Extracted data entries

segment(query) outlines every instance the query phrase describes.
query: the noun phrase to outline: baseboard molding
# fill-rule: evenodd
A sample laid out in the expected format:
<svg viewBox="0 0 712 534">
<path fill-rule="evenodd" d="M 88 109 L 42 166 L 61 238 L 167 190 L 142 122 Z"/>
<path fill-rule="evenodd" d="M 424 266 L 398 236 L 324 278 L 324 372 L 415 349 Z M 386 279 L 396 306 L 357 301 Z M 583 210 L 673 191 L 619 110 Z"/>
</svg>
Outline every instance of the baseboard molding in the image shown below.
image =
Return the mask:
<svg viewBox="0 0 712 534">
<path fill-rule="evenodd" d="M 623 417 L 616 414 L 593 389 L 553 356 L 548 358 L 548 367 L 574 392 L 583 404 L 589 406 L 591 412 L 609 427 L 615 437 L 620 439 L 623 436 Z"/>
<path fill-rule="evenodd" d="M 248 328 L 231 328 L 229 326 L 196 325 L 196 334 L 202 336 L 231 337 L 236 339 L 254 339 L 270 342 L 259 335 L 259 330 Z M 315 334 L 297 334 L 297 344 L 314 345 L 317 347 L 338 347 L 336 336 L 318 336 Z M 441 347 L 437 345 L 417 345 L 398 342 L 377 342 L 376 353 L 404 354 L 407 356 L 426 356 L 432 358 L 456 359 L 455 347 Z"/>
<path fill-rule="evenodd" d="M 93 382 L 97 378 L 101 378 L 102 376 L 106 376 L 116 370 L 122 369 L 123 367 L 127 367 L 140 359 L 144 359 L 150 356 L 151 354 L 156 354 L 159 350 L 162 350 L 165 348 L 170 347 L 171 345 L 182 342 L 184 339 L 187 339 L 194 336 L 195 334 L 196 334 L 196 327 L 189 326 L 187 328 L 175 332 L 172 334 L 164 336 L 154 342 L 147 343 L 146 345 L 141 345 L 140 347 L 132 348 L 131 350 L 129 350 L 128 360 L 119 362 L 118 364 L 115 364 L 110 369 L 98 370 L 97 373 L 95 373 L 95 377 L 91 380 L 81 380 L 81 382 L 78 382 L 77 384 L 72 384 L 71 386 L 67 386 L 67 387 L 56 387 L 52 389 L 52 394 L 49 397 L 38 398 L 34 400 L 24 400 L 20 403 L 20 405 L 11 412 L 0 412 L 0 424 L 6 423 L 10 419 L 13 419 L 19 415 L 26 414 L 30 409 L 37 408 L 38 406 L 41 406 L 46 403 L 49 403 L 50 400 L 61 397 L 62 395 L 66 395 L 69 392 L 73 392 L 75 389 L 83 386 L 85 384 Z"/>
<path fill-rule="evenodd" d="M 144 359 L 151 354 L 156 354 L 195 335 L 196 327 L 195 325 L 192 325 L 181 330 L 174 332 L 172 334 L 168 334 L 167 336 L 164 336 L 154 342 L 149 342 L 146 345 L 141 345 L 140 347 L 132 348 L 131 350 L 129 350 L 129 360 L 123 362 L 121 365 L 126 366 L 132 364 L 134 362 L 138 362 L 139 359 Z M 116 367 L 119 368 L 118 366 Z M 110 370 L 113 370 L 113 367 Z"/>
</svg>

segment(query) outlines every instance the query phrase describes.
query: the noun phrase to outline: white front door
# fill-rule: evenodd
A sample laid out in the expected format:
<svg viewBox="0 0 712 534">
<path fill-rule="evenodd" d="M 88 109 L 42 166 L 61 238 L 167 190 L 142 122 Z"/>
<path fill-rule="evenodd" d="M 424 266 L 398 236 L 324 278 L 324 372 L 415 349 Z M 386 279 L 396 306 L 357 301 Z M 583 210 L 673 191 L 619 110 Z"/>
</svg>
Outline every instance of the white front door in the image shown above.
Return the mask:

*GOAL OF THE EXERCISE*
Could you convert every line of the entries above into a Markdown table with the columns "Row" and "Line", numbering the rows and leaving out blank lines?

*CORRECT OUTPUT*
| Row | Line |
|---|---|
| 1 | segment(query) outlines every instance the query phrase describes. |
| 2 | query: the noun phrase to outline: baseboard molding |
| 3 | # fill-rule: evenodd |
| 4 | A sample laid out in the expected format: |
| 5 | <svg viewBox="0 0 712 534"> |
| 6 | <path fill-rule="evenodd" d="M 88 109 L 42 166 L 61 238 L 167 190 L 142 122 Z"/> |
| 7 | <path fill-rule="evenodd" d="M 424 266 L 398 236 L 324 278 L 324 372 L 415 349 Z M 386 279 L 396 306 L 357 301 Z M 583 210 L 673 191 L 619 110 Z"/> |
| 8 | </svg> |
| 9 | Outline every instance of the baseboard molding in the image shown below. |
| 10 | image = |
| 11 | Return the mask: |
| 12 | <svg viewBox="0 0 712 534"> |
| 13 | <path fill-rule="evenodd" d="M 623 417 L 616 414 L 593 389 L 553 356 L 548 358 L 548 367 L 574 392 L 583 404 L 589 406 L 591 412 L 609 427 L 615 437 L 620 439 L 623 436 Z"/> |
| 14 | <path fill-rule="evenodd" d="M 248 328 L 231 328 L 229 326 L 196 325 L 196 334 L 202 336 L 231 337 L 236 339 L 254 339 L 270 342 L 259 335 L 259 330 Z M 315 334 L 297 334 L 297 344 L 314 345 L 317 347 L 338 347 L 336 336 L 318 336 Z M 441 347 L 437 345 L 417 345 L 398 342 L 377 342 L 376 353 L 404 354 L 407 356 L 426 356 L 432 358 L 456 359 L 455 347 Z"/> |
| 15 | <path fill-rule="evenodd" d="M 93 382 L 97 378 L 101 378 L 102 376 L 106 376 L 116 370 L 122 369 L 123 367 L 127 367 L 140 359 L 144 359 L 150 356 L 151 354 L 156 354 L 159 350 L 162 350 L 165 348 L 170 347 L 171 345 L 182 342 L 184 339 L 187 339 L 194 336 L 195 334 L 196 334 L 196 327 L 189 326 L 187 328 L 175 332 L 172 334 L 164 336 L 154 342 L 147 343 L 146 345 L 141 345 L 140 347 L 132 348 L 131 350 L 129 350 L 128 360 L 119 362 L 118 364 L 115 364 L 110 369 L 98 370 L 97 373 L 95 373 L 95 377 L 91 380 L 81 380 L 81 382 L 78 382 L 77 384 L 72 384 L 71 386 L 67 386 L 67 387 L 56 387 L 52 389 L 52 394 L 49 397 L 38 398 L 34 400 L 24 400 L 20 403 L 20 405 L 11 412 L 0 412 L 0 424 L 6 423 L 10 419 L 13 419 L 19 415 L 26 414 L 30 409 L 37 408 L 38 406 L 41 406 L 46 403 L 49 403 L 50 400 L 61 397 L 62 395 L 66 395 L 69 392 L 73 392 L 75 389 L 83 386 L 85 384 Z"/> |
| 16 | <path fill-rule="evenodd" d="M 144 359 L 151 354 L 156 354 L 195 335 L 196 327 L 195 325 L 192 325 L 181 330 L 174 332 L 172 334 L 168 334 L 167 336 L 164 336 L 154 342 L 149 342 L 146 345 L 141 345 L 140 347 L 132 348 L 131 350 L 129 350 L 129 360 L 123 362 L 121 365 L 126 366 L 132 364 L 134 362 L 138 362 L 139 359 Z M 116 367 L 119 368 L 118 366 Z M 110 370 L 113 370 L 113 367 Z"/> |
| 17 | </svg> |
| 18 | segment(query) outlines every instance the query phrase describes. |
| 19 | query: the noun phrase to outline: white front door |
| 20 | # fill-rule: evenodd |
| 21 | A sample laid out in the expected format: |
| 22 | <svg viewBox="0 0 712 534"> |
| 23 | <path fill-rule="evenodd" d="M 88 109 L 42 166 L 61 238 L 167 190 L 142 122 Z"/> |
| 24 | <path fill-rule="evenodd" d="M 424 266 L 398 236 L 324 278 L 324 372 L 415 349 Z M 386 279 L 396 306 L 357 301 Z M 583 210 L 673 191 L 619 110 Z"/> |
| 25 | </svg> |
| 26 | Outline every instance of the white front door in the image shown above. |
| 27 | Return the mask: |